***** MATERIAL SUPPLIED *****

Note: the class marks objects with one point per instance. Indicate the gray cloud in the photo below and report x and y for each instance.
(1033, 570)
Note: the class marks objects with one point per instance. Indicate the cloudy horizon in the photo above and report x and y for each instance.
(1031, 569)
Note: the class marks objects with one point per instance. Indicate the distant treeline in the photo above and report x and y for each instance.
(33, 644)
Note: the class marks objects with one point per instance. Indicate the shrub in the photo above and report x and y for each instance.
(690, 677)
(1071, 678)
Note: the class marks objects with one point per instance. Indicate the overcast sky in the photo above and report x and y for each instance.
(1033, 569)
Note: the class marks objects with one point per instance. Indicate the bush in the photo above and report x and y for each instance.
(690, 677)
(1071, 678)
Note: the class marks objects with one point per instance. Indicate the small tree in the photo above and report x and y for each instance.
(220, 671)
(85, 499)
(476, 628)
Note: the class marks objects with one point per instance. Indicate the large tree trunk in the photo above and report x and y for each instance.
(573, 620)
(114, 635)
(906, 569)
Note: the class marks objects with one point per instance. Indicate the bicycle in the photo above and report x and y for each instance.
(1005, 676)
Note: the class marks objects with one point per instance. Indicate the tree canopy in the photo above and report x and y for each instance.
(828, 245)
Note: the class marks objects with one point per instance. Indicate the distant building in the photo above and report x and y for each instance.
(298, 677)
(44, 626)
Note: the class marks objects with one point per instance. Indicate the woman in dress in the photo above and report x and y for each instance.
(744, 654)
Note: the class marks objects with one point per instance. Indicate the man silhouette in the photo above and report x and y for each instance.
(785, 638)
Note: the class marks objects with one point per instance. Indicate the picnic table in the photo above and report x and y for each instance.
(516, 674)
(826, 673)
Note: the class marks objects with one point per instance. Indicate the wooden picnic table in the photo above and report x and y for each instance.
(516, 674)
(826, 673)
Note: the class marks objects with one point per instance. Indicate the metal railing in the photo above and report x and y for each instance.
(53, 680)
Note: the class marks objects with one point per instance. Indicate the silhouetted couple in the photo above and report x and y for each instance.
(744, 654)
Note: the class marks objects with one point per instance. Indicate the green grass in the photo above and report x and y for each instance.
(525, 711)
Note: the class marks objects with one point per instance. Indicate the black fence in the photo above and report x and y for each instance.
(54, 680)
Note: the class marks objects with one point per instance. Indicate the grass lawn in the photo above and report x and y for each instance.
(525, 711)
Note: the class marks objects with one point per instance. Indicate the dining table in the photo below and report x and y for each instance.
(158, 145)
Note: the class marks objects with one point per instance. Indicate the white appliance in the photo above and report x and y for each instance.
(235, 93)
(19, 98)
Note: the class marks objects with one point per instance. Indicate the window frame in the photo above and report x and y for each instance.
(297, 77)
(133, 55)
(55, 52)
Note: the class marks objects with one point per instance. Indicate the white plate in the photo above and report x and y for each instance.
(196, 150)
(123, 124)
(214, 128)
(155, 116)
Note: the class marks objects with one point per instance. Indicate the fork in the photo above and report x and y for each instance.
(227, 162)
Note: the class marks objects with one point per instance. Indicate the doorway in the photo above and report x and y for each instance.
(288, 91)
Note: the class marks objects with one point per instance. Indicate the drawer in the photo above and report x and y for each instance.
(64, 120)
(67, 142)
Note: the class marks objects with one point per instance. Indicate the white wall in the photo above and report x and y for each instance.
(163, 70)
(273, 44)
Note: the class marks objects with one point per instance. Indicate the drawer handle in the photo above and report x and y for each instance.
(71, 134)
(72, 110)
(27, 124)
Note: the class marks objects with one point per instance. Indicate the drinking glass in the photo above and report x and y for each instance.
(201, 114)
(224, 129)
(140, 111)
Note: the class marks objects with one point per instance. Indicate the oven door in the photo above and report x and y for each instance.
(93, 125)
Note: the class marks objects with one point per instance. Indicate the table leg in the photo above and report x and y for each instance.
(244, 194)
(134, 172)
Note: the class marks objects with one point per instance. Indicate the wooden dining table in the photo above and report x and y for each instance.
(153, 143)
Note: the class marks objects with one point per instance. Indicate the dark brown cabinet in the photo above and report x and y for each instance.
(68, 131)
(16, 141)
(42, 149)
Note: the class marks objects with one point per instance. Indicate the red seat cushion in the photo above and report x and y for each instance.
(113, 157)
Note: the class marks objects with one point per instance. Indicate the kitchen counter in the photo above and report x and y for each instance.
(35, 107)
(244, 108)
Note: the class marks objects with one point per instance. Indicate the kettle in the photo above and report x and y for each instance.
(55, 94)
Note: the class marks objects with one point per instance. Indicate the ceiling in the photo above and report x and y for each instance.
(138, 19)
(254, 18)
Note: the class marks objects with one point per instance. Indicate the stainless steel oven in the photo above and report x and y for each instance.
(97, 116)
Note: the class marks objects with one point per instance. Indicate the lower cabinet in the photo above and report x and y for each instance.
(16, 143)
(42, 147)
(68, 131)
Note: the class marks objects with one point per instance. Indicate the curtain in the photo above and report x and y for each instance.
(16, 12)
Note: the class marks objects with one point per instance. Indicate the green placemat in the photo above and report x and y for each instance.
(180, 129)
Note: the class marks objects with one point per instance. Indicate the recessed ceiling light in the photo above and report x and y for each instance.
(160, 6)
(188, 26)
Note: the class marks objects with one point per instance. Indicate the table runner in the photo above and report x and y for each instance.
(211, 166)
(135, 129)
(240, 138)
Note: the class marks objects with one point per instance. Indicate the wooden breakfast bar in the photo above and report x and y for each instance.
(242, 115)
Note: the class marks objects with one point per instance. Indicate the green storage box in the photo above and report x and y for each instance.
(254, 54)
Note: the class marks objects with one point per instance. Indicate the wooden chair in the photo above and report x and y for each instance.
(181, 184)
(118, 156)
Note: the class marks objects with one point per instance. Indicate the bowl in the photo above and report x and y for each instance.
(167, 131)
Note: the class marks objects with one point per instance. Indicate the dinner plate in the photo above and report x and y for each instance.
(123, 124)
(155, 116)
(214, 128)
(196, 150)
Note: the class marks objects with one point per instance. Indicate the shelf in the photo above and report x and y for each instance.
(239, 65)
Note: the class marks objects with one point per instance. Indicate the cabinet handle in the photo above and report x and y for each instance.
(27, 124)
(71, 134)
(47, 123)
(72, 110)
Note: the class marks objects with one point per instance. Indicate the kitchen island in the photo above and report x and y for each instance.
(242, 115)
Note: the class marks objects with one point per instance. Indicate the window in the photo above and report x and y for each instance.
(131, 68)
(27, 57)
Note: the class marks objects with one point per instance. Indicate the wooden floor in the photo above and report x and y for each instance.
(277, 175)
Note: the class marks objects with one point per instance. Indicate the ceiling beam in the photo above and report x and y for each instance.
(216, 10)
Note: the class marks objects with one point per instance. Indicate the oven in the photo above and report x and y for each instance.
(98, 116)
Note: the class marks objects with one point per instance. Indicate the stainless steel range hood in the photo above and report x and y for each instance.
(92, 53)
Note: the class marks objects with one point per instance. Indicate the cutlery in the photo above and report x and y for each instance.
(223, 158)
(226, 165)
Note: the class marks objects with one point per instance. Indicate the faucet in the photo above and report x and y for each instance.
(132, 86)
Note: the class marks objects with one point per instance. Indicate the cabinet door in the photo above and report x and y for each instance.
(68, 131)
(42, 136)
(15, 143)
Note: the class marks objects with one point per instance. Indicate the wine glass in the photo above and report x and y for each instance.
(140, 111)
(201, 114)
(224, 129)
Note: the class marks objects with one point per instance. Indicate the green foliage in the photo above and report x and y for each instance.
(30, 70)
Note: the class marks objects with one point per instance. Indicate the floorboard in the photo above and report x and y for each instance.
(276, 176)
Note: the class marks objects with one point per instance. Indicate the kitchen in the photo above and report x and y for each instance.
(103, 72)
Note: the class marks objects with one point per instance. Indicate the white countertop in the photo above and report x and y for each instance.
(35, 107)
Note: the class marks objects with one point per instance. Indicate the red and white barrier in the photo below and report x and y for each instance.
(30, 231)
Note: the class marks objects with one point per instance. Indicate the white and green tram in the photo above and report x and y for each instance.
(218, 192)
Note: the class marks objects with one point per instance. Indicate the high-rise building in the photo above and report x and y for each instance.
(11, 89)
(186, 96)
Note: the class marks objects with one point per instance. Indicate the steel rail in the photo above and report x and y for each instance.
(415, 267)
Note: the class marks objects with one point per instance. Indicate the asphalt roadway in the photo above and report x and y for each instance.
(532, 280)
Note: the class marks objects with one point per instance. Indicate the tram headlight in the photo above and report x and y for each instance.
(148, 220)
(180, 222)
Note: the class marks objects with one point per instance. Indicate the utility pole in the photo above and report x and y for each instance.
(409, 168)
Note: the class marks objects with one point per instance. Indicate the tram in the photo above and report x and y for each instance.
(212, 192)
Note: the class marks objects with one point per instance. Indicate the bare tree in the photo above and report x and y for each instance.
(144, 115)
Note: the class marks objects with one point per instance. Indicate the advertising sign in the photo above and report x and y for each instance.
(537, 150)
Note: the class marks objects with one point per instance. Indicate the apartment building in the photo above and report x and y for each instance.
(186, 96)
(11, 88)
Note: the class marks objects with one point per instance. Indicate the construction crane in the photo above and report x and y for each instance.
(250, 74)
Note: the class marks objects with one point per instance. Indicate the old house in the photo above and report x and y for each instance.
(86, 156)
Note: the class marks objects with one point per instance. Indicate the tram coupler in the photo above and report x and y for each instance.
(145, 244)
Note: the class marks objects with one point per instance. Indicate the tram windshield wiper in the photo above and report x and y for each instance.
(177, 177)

*****

(ACTIVITY)
Reproduce exactly, with nothing added, the lines from the one that contains "Indicate the steel" to the end of the data.

(EXERCISE RESPONSE)
Note: the class marks objects with one point per instance. Indicate the steel rail in the photo above and report x and y for each instance.
(415, 267)
Note: the class marks objects with one point per instance. Indicate the asphalt roadway in the photo above and report x and y for each instance.
(532, 280)
Note: the class marks objects with one point per instance. Indicate the tram headlight in the photo above and report x and y for each instance.
(148, 220)
(180, 222)
Note: the class marks objects with one point per instance. Indicate the utility pole in the photo above and report x and y for each instance.
(409, 168)
Note: the class marks objects with one point per instance. Indicate the tram in the photo above and report x and y for each instance.
(212, 192)
Note: the class marks objects with one point per instance. Indicate the bare tree in the photo above and report x and y for each instance.
(144, 115)
Note: the class marks objects with one point per instance. Indicate the advertising sign in the photo above and report x and y for each instance.
(537, 150)
Note: the class marks objects with one point per instance. Indicate the apartment building in the photo above and report x and y for each instance.
(186, 96)
(11, 88)
Note: the class marks objects with one point per instance. Indicate the construction crane in the photo above and report x and y for each instance.
(250, 74)
Note: the class marks objects with one point per instance. Indicate the old house in the photo above and report x and y for each instance.
(86, 156)
Note: the class marks objects with one point per instance. Indicate the tram coupler in the photo above and report x and y for each instance.
(145, 244)
Note: the class marks objects with one point per instance. Indicate the tram windshield wiper in the photo above and report x and y for each instance.
(177, 177)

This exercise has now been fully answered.